Stated task - Render the lines below as a Markdown table with the columns "No." and "Line", giving each line its own numbered row and omitting any blank lines.

[Excerpts of pointing data]
● ● ● ● ● ● ●
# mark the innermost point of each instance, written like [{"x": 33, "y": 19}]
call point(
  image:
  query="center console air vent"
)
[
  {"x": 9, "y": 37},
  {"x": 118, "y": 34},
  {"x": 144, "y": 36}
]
● ● ● ● ● ● ●
Result -
| No. | Line |
|---|---|
| 1 | # mark the innermost point of each instance, written like [{"x": 33, "y": 19}] |
| 2 | call point( |
| 3 |   image: |
| 4 |   query="center console air vent" |
| 5 | ) |
| 6 | [ |
| 7 |   {"x": 9, "y": 37}, |
| 8 |   {"x": 118, "y": 34}, |
| 9 |   {"x": 144, "y": 36} |
| 10 | ] |